Prompt => Extract each line of the entries below that contains the string "tree", copying every such line verbatim.

Items listed in a dataset:
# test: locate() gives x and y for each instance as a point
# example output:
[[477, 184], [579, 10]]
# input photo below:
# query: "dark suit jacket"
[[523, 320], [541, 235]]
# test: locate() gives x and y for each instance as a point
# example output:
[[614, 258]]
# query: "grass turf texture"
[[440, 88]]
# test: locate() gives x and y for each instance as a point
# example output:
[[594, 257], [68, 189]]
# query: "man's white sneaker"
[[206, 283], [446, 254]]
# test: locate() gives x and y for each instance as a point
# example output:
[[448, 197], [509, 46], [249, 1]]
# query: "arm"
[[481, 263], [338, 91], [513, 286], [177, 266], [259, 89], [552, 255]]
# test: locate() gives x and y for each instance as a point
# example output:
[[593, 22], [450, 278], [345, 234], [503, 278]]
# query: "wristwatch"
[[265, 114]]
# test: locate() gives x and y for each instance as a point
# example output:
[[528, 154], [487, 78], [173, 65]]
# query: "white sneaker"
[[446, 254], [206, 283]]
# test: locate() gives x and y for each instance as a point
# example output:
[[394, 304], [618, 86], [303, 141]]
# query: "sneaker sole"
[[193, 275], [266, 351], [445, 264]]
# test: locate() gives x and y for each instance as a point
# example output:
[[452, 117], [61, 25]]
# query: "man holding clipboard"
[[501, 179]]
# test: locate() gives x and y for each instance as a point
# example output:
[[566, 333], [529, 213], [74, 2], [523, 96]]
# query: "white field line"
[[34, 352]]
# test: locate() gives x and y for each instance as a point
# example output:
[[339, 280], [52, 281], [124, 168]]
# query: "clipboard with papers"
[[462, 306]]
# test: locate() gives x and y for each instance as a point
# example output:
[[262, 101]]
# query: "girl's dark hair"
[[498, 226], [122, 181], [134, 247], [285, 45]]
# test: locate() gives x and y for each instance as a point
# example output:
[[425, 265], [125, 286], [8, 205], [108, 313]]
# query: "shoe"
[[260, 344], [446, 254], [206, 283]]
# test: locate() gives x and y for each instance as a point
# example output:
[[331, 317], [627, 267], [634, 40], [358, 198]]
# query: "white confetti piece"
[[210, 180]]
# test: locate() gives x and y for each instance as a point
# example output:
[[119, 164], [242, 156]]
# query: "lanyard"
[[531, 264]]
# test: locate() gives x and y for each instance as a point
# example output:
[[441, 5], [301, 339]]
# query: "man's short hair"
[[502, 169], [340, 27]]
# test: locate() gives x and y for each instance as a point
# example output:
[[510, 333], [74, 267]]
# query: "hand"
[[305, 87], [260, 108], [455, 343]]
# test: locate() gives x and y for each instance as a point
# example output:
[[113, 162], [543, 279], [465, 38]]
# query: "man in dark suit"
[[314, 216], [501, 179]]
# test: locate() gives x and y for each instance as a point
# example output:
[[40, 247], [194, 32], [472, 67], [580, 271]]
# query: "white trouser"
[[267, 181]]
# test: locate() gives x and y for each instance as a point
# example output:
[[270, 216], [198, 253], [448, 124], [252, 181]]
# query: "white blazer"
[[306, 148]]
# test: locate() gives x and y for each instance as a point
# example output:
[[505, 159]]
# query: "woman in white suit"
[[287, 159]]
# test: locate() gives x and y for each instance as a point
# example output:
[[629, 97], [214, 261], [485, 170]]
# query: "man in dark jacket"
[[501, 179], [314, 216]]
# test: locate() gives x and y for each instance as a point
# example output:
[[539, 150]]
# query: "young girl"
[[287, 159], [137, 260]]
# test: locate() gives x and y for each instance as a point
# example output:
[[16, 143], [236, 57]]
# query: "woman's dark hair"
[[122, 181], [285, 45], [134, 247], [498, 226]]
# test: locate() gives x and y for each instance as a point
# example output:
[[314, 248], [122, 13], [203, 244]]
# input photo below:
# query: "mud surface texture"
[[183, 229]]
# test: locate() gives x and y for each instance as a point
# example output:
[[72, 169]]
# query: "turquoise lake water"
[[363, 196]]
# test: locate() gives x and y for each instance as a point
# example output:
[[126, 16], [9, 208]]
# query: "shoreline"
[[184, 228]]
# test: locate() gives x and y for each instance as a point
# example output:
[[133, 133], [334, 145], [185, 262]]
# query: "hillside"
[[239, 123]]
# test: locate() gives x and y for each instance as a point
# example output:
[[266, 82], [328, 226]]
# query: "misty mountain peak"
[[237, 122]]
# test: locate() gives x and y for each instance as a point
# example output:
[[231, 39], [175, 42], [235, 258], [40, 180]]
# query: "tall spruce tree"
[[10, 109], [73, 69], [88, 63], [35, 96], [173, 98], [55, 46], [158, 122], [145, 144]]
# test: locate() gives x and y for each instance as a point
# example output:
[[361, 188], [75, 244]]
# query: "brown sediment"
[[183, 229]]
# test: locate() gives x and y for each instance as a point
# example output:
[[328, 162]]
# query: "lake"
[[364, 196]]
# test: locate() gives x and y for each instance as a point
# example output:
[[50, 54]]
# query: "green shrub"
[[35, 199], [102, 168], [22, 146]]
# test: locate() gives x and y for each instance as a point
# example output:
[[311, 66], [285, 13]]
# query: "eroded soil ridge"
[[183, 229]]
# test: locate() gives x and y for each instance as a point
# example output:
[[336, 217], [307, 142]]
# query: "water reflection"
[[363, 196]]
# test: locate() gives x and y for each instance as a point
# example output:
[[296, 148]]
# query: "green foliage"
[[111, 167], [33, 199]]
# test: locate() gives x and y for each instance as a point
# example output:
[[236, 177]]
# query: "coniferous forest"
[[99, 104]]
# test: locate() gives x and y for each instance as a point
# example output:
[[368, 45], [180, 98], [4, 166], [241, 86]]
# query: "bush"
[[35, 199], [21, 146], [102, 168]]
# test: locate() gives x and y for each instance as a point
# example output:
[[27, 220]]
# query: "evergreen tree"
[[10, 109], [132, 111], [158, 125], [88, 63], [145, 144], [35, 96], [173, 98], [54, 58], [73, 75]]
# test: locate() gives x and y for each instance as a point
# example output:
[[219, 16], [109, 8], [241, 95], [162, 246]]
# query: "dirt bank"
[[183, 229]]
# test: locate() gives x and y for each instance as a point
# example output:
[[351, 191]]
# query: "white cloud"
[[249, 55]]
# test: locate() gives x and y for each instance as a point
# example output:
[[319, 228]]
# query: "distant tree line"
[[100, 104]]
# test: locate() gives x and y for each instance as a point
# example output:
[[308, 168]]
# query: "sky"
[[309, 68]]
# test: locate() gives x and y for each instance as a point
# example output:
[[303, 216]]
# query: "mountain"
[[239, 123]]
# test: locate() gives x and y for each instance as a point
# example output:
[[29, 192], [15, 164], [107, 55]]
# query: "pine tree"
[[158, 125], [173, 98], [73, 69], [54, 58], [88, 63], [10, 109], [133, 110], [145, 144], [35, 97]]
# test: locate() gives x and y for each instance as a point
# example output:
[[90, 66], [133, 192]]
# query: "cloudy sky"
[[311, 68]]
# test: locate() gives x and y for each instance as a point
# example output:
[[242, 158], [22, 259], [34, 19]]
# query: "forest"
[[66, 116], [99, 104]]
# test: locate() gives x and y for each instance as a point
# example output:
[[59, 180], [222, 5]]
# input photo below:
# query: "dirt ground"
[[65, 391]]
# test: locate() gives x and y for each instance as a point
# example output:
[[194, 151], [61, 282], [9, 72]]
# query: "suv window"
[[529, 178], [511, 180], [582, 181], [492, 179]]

Response to this exercise =>
# query: "tall spruce tree"
# query: "evergreen tree"
# query: "distant tree line"
# query: "pine tree"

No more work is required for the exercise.